* _Set task_
Copy the following passage from the text on backtracking search verbatim, from "Suppose we are" up to and including "same (if slower).".

* _Text section_
• • • • •
Friday, January 23, 2009

Suppose we are writing a chess playing program where each move is computed by a non-deterministic process that was implemented as a search with backtracking. In fact, most chess playing programs are implemented this way. In the mid game, the program searches a tree of potential board positions by examining the possible moves one-by-one. Now it is not the case that your favorite chess program is written using amb. There is a hand-written loop that generates and tests various moves in various orders looking for a good series of moves that leads to a good position. But conceptually, you could use amb and it would work about the same (if slower).

Now as you search for a good move, you have a temporal constraint. You must move before your opponent can respond, and you must wait for your opponents move before you can make the next move. The computer simulates you and your opponent taking turns moving pieces and then looks carefully at the possible board positions at the end of the series of moves to determine which side is winning. If the computer is losing, it backtracks to one of its earlier moves and tries an alternative. But this method of backtracking has a big problem: every time you backtrack a move, you forget your opponents response. So suppose you find that if you move your knight, your opponent will kill you with a queen-rook combination 3 moves later. Aha! We'll backtrack to that knight move and try a bishop. And your opponent kills you with the same queen-rook combination 3 moves later. Aha, we'll backtrack to that bishop and try a pawn. (you know what happens). The problem is that your opponent's queen-rook combination is independent of the knight, bishop or pawn moves on your part, but each time you backtrack you forget this and rediscover it. What you really want to do is see that the queen-rook combination in three moves is a threat and figure out a move *now* that affects that outcome. How do you backtrack without forgetting?

Return to the multiple-dwelling puzzle. If you tried to re-order the clauses that generate possible solutions, you'd notice that there is no optimal ordering. Optimizing for one set of constraints makes another one less optimal and you cannot satisfy all at once. Sussman pointed out that this is a direct consequence of the underlying evaluation strategy. Nearly every computer language uses a ‘recursive descent’ evaluation model. (Even if the language is compiled, the various subexpressions are run in a recursive descent order.) To a certain extent, this is an artifact of the abstract syntax being a tree. Each node of the abstract syntax tree represents a language construct that can contain zero or more subnodes (subexpressions), but has exactly one parent node (the containing expression). It is natural to interpret the language through a tree-walk, and thus we get a recursive descent evaluator.

In fact, it is so natural, it is really hard to imagine something different. But an example of a different evaluation mode might be the way Scheme's syntax-rules hygienic macro system works. Rather than recursively evaluation of the subforms of an expression, macro expansion involves a pattern-match against the entire expression followed by a rewrite of the form. (Then comes a recursive descent phase when we expand the subforms.)

A recursive descent evaluator uses the stack to keep track of the control state of our program. When we backtrack to a decision point, we return to a prior control point by discarding the intermediate state. We are changing the control flow of the program. The unwanted side effect of this is that we are also changing the data flow of our program. The values that are returned from subexpressions are computed as we evaluate the subexpressions, and if we back out of the evaluation, we forget the values. But what if we could separate the control flow from the data flow? We cannot completely divorce the two because computing a value usually means transferring control to the expression that denotes the value, but we need not forget the value once it is computed if we back out of a computation.
• • • • •
* _Raw data_
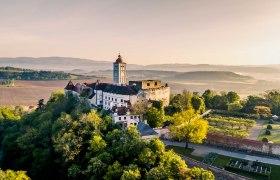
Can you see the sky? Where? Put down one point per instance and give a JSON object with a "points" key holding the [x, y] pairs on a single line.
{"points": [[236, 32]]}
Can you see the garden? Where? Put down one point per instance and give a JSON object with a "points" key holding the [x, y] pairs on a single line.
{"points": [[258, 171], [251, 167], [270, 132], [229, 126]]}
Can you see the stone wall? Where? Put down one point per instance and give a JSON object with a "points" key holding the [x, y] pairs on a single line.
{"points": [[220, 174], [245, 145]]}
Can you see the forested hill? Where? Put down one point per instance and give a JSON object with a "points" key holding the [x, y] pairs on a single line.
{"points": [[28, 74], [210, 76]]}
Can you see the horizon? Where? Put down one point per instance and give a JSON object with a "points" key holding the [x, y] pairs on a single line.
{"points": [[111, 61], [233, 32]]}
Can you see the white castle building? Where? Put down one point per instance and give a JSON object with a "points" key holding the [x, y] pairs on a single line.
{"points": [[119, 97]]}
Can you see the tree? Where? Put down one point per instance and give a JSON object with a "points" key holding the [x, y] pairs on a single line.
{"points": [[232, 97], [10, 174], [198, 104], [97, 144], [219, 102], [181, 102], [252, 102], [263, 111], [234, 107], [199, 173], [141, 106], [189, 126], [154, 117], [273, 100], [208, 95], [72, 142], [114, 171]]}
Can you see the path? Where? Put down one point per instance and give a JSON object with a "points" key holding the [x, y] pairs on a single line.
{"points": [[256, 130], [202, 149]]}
• • • • •
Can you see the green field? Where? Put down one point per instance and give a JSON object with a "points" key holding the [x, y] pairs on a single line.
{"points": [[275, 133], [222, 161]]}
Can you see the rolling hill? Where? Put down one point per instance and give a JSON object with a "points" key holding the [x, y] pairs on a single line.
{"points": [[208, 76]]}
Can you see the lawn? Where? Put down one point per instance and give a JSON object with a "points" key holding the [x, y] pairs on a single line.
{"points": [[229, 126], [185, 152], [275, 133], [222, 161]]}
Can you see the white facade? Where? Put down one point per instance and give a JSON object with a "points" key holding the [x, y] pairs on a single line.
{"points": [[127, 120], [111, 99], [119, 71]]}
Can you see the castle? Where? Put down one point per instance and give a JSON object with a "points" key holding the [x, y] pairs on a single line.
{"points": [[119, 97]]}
• • • • •
* _Exercise result_
Suppose we are writing a chess playing program where each move is computed by a non-deterministic process that was implemented as a search with backtracking. In fact, most chess playing programs are implemented this way. In the mid game, the program searches a tree of potential board positions by examining the possible moves one-by-one. Now it is not the case that your favorite chess program is written using amb. There is a hand-written loop that generates and tests various moves in various orders looking for a good series of moves that leads to a good position. But conceptually, you could use amb and it would work about the same (if slower).